On March 10, 2015, defendant moved to dismiss plaintiffs' Complaint for want of jurisdiction, as a result of plaintiffs' failure to timely file an appeal under N.J.S.A. 54:3-21. In support of the motion, defendant asserts plaintiffs failure to timely file an appeal of their 2013 tax year assessment is a fatal defect depriving the court of jurisdiction in this matter.
Plaintiffs argue their delay in filing an appeal contesting the 2013 tax year assessment resulted from their reliance on an oral statement made by defendant's tax assessor that a "tax appeal would not change the taxes that were due." In opposition to defendant's motion, plaintiffs raise seven arguments: (1) the delay in filing an appeal of the 2013 tax year assessment resulted from plaintiffs reliance on defendant's assessor's misstatement; (2) the delay in filing an appeal resulted from erroneous advice; (3) F.M.C. Stores Co., infra, does not support dismissal of plaintiffs' Complaint; (4) application of the square corners doctrine permits relief to be afforded plaintiffs; (5) the equitable doctrine of substantial compliance permits relief to be afforded plaintiffs; (6) application of the doctrine of equitable estoppel is an exception to N.J.S.A. 54:3-21; and (7) N.J.S.A. 54:51A-7 constitutes an exception to N.J.S.A. 54:3-21.

TASK BRIEF — Reproduce the passage on the motion to dismiss the tax appeal word for word, in full.

SUPPLIED ENTRIES —
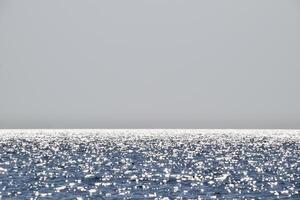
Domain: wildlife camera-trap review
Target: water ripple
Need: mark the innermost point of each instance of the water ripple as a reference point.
(153, 164)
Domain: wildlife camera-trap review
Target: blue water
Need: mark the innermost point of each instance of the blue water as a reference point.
(149, 164)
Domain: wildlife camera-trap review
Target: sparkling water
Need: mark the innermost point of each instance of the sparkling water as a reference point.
(150, 164)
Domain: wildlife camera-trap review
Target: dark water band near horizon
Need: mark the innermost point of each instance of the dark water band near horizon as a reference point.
(149, 164)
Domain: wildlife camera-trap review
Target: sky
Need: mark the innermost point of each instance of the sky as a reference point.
(149, 64)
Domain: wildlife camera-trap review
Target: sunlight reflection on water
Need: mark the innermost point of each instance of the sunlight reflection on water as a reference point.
(154, 164)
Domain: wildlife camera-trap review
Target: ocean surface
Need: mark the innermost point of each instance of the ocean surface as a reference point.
(150, 164)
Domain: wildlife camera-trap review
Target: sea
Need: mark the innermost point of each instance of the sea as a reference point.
(149, 164)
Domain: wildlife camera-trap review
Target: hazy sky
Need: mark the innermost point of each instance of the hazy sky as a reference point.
(149, 64)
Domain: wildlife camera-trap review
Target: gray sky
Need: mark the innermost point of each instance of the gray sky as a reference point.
(149, 64)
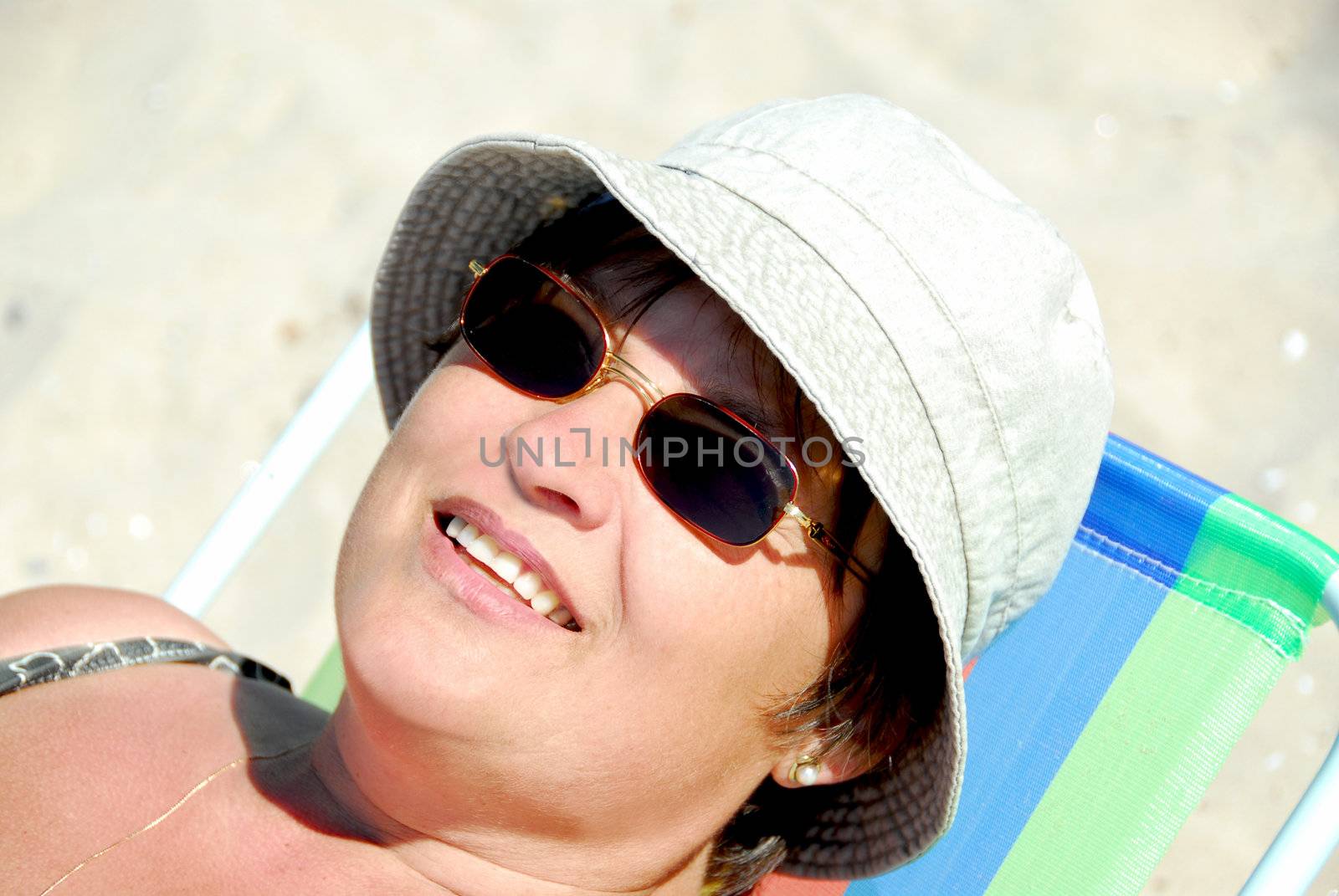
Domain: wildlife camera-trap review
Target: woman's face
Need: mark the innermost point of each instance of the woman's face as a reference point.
(551, 748)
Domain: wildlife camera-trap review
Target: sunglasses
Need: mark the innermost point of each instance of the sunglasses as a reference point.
(531, 327)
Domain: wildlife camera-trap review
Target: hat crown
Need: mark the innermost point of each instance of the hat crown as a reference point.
(988, 309)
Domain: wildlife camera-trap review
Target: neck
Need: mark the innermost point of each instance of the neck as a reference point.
(316, 786)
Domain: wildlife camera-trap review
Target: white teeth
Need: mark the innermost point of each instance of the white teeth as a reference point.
(484, 548)
(506, 566)
(546, 603)
(528, 584)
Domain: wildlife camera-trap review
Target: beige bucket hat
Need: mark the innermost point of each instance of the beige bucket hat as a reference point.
(921, 305)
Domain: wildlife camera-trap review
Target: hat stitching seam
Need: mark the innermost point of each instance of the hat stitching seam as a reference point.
(939, 302)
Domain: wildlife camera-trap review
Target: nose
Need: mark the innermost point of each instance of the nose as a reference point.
(567, 458)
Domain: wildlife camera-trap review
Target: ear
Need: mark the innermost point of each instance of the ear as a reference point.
(834, 768)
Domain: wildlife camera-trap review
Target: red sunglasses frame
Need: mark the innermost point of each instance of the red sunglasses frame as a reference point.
(613, 365)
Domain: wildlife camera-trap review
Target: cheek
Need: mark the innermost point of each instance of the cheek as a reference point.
(716, 643)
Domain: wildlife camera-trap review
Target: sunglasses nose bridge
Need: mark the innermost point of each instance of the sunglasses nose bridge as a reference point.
(619, 367)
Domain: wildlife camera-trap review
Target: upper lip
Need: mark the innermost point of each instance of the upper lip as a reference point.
(513, 541)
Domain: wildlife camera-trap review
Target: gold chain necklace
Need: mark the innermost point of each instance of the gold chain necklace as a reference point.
(172, 809)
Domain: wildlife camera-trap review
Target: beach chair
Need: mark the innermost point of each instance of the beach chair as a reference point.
(1095, 722)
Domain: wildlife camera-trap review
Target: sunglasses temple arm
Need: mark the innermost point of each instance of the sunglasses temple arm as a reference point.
(820, 535)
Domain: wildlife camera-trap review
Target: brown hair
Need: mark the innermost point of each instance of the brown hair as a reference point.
(887, 675)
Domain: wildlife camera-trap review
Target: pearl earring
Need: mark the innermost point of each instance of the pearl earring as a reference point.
(805, 771)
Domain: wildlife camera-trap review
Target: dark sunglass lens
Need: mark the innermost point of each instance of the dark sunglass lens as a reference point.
(736, 492)
(532, 331)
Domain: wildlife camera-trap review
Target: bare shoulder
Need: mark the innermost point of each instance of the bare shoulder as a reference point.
(59, 615)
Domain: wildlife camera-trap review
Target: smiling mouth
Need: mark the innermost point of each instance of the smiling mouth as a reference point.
(504, 570)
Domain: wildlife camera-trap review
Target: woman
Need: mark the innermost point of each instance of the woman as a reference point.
(705, 477)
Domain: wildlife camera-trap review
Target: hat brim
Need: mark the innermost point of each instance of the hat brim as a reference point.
(488, 193)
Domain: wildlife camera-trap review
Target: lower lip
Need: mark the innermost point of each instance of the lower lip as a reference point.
(444, 563)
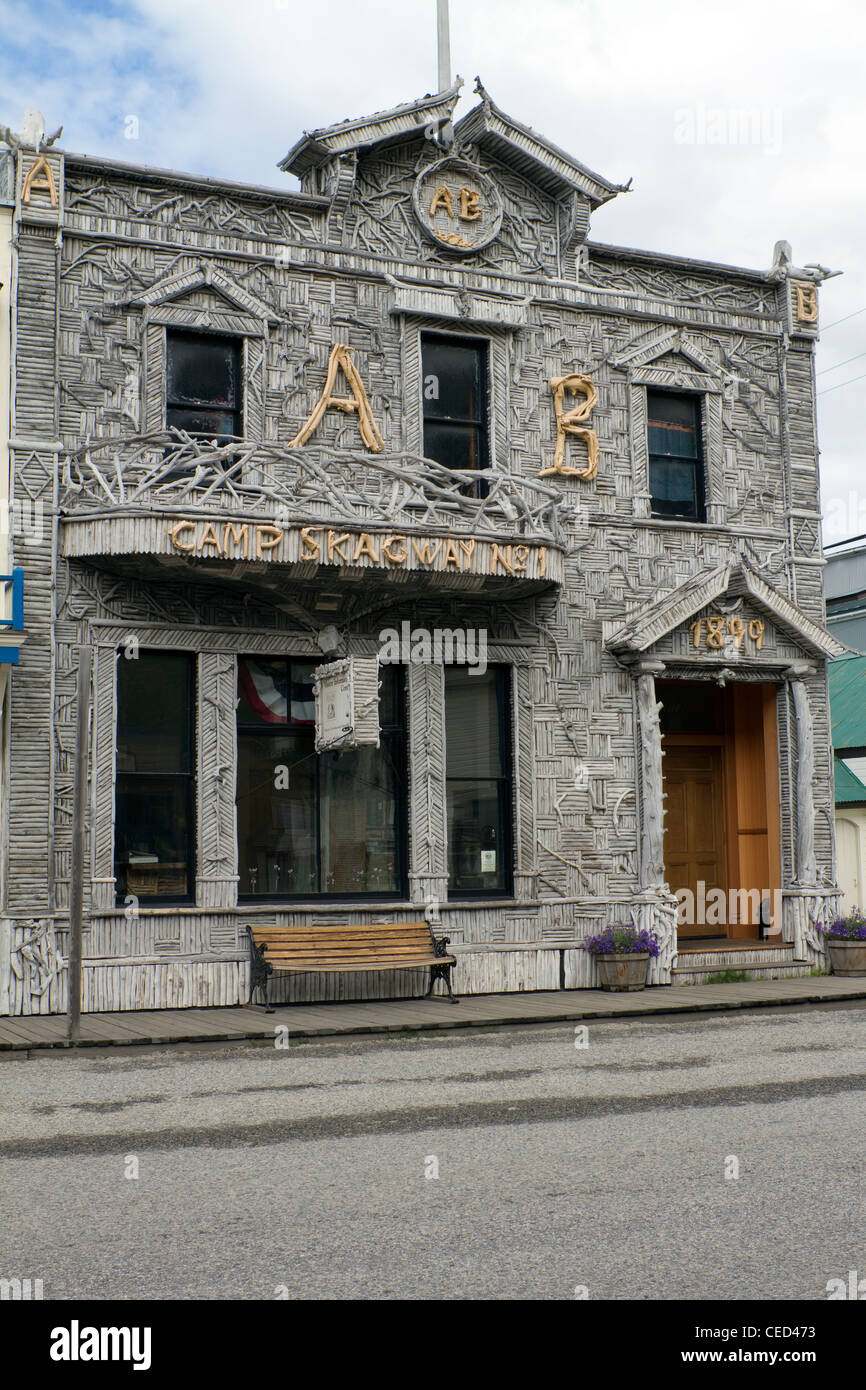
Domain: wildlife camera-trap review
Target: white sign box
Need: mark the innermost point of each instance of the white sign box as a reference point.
(348, 704)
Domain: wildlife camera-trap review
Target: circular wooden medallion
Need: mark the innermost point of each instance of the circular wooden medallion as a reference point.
(458, 206)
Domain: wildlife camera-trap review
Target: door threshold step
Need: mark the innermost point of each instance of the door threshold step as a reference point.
(766, 970)
(737, 959)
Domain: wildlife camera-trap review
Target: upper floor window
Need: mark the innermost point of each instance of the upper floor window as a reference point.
(453, 373)
(203, 384)
(676, 464)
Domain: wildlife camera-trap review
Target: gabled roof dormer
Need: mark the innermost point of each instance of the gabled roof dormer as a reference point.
(463, 211)
(205, 298)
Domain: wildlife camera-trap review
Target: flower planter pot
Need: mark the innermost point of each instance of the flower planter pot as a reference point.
(847, 957)
(623, 969)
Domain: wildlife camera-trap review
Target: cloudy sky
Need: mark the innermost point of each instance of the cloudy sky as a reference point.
(741, 121)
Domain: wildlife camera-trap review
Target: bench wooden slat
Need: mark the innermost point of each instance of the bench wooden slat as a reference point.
(382, 945)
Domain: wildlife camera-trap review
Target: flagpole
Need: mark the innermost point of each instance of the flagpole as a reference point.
(444, 45)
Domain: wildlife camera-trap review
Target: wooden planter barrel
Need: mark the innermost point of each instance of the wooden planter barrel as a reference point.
(623, 969)
(847, 957)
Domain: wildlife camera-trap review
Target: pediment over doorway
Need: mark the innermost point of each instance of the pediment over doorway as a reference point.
(723, 616)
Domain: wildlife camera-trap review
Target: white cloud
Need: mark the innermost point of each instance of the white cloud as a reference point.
(225, 88)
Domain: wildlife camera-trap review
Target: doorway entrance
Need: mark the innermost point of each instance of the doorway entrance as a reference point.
(722, 826)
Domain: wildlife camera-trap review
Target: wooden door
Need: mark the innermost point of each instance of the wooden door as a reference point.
(694, 826)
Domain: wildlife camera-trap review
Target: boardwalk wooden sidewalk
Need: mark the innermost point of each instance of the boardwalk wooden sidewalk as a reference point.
(309, 1020)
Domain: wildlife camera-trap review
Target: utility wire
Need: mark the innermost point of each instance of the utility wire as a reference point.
(838, 385)
(826, 327)
(841, 363)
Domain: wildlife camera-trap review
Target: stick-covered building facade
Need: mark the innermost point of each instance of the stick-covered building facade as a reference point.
(566, 492)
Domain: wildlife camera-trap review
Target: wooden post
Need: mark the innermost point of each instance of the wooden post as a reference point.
(77, 876)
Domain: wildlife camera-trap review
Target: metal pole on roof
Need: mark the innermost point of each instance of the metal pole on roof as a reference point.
(444, 45)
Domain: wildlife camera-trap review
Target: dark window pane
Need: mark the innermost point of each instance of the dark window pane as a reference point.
(673, 441)
(476, 837)
(455, 446)
(309, 823)
(676, 471)
(453, 377)
(303, 702)
(691, 708)
(359, 833)
(275, 816)
(153, 840)
(473, 736)
(674, 487)
(216, 424)
(153, 713)
(153, 837)
(478, 786)
(202, 370)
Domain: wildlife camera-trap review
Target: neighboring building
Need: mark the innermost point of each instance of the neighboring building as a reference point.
(271, 428)
(845, 592)
(848, 715)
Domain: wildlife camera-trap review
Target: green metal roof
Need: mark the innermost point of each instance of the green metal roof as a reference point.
(848, 701)
(850, 790)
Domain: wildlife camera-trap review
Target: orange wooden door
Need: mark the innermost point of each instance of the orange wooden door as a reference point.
(694, 827)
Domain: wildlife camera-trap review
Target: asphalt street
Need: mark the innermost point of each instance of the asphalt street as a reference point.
(715, 1157)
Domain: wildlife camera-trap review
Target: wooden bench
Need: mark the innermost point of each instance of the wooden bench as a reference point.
(382, 945)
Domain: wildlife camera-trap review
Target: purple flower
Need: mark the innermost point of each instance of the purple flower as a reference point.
(622, 936)
(847, 929)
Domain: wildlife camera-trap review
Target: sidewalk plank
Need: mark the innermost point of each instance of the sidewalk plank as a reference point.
(388, 1016)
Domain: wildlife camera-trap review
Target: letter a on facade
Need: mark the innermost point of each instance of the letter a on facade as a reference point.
(357, 401)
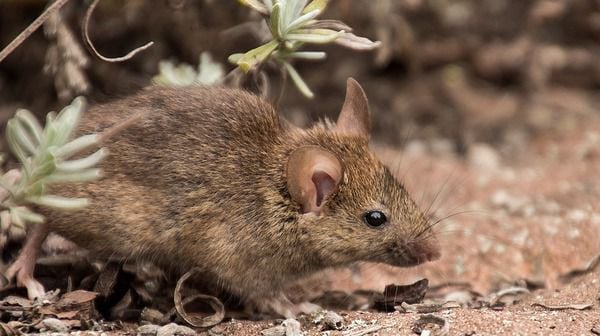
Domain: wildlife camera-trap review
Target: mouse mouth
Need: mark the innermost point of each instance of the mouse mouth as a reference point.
(413, 254)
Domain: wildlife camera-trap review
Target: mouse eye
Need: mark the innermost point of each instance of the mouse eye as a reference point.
(375, 218)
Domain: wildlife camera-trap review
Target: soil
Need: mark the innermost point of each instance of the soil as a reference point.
(487, 112)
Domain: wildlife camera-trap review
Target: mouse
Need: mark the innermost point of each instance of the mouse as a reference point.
(215, 178)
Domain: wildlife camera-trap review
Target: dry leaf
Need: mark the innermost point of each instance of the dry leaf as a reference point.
(394, 295)
(425, 320)
(577, 306)
(194, 319)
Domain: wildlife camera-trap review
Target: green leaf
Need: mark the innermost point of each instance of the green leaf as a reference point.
(67, 120)
(31, 124)
(298, 81)
(235, 58)
(316, 4)
(59, 202)
(299, 22)
(275, 23)
(295, 8)
(84, 175)
(27, 215)
(11, 137)
(16, 219)
(73, 147)
(315, 37)
(22, 137)
(256, 55)
(308, 55)
(84, 163)
(256, 5)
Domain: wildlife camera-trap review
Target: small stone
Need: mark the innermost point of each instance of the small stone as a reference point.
(292, 327)
(483, 156)
(333, 320)
(274, 331)
(148, 330)
(173, 329)
(54, 324)
(216, 331)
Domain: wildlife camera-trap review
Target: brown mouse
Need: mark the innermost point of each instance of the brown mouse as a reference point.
(214, 178)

RESPONSE —
On March 10, 2015, defendant moved to dismiss plaintiffs' Complaint for want of jurisdiction, as a result of plaintiffs' failure to timely file an appeal under N.J.S.A. 54:3-21. In support of the motion, defendant asserts plaintiffs failure to timely file an appeal of their 2013 tax year assessment is a fatal defect depriving the court of jurisdiction in this matter.
Plaintiffs argue their delay in filing an appeal contesting the 2013 tax year assessment resulted from their reliance on an oral statement made by defendant's tax assessor that a "tax appeal would not change the taxes that were due." In opposition to defendant's motion, plaintiffs raise seven arguments: (1) the delay in filing an appeal of the 2013 tax year assessment resulted from plaintiffs reliance on defendant's assessor's misstatement; (2) the delay in filing an appeal resulted from erroneous advice; (3) F.M.C. Stores Co., infra, does not support dismissal of plaintiffs' Complaint; (4) application of the square corners doctrine permits relief to be afforded plaintiffs; (5) the equitable doctrine of substantial compliance permits relief to be afforded plaintiffs; (6) application of the doctrine of equitable estoppel is an exception to N.J.S.A. 54:3-21; and (7) N.J.S.A. 54:51A-7 constitutes an exception to N.J.S.A. 54:3-21.